__CHALLENGE__: Print the records below word for word, leaving out the pictures.

__DATASET EXCERPTS__:
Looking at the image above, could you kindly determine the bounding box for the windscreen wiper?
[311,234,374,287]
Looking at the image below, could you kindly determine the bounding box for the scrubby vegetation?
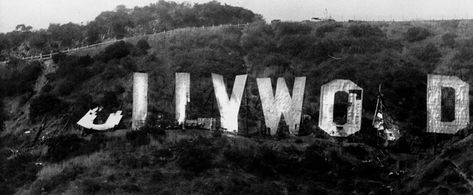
[0,0,262,61]
[0,1,473,194]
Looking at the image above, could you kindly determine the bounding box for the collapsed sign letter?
[212,73,248,132]
[427,75,470,134]
[256,77,306,135]
[175,73,190,125]
[131,73,148,130]
[77,108,123,131]
[319,79,363,137]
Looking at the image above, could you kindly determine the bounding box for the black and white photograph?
[0,0,473,195]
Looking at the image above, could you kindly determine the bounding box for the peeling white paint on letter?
[427,75,470,134]
[212,73,248,132]
[131,73,148,130]
[175,72,190,125]
[256,77,306,135]
[319,79,363,137]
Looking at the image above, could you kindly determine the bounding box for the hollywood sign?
[78,73,470,137]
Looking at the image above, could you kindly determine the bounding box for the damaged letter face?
[427,75,470,134]
[77,107,123,131]
[175,72,190,125]
[131,73,148,130]
[212,73,248,133]
[319,79,363,137]
[256,77,306,135]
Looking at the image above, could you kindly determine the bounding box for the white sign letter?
[212,73,248,132]
[319,79,363,137]
[256,77,306,135]
[131,73,148,130]
[175,73,191,125]
[427,75,470,134]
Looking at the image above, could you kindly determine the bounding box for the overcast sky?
[0,0,473,32]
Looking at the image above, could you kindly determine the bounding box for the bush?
[404,27,431,42]
[348,24,385,37]
[96,41,134,62]
[442,33,457,48]
[46,134,101,162]
[126,130,150,147]
[136,39,151,55]
[315,23,341,37]
[410,43,442,64]
[177,137,213,174]
[46,134,87,162]
[30,94,63,120]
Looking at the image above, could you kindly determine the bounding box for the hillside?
[0,14,473,194]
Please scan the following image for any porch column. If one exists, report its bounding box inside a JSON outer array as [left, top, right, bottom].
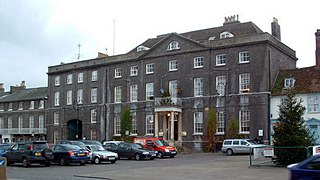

__EXERCISE RESPONSE__:
Looking at the image above, could you kindly determine the bounding box for the windscreen wiper?
[311,234,374,287]
Looking at the image below, could you kindly determine the bounding box for the scrubby vegetation?
[0,0,262,61]
[0,1,473,194]
Looking at the image above, could you kindly determine the bounding box for the collapsed sign letter?
[212,73,248,132]
[427,75,470,134]
[256,77,306,135]
[175,73,190,125]
[131,73,148,130]
[77,108,123,131]
[319,79,363,137]
Looking at the image above, could you kindly determine the bounding box for the black and white photograph?
[0,0,473,195]
Looking at the image above, could you kindly determine the bounding box for the peeling white paint on letter?
[427,75,470,134]
[212,73,248,132]
[131,73,148,130]
[175,72,190,125]
[256,77,306,135]
[319,79,363,137]
Looking at the image above, could you kindly determine the bounding box for the hollywood sign?
[78,73,470,137]
Looking at the image above, could you kindly determine the bounding box for the damaged letter face?
[427,75,470,134]
[77,107,123,131]
[175,72,190,125]
[131,73,148,130]
[212,73,248,133]
[319,79,363,137]
[256,77,306,135]
Looking at the image above, could you kindly determine the bounding box for the white sign letter?
[212,73,248,132]
[319,79,363,137]
[256,77,306,135]
[131,73,148,130]
[175,73,191,125]
[427,75,470,134]
Looking at the image above, could you kindly determine the bounding box for the overcast sky?
[0,0,473,32]
Looking at the image above, could you kindly determine the bounding box for the bush?
[404,27,431,42]
[348,24,385,37]
[96,41,134,62]
[442,33,457,48]
[46,134,101,162]
[126,130,150,147]
[136,39,151,55]
[315,23,341,37]
[410,43,442,64]
[177,137,213,174]
[46,134,87,162]
[30,94,63,120]
Looking at the image above, could you kindly determine the bounding box for the hillside?
[0,14,473,194]
Please scan the following image for any porch column. If one exists, report its bounding box inside a JSON outer array as [left, top, right, bottom].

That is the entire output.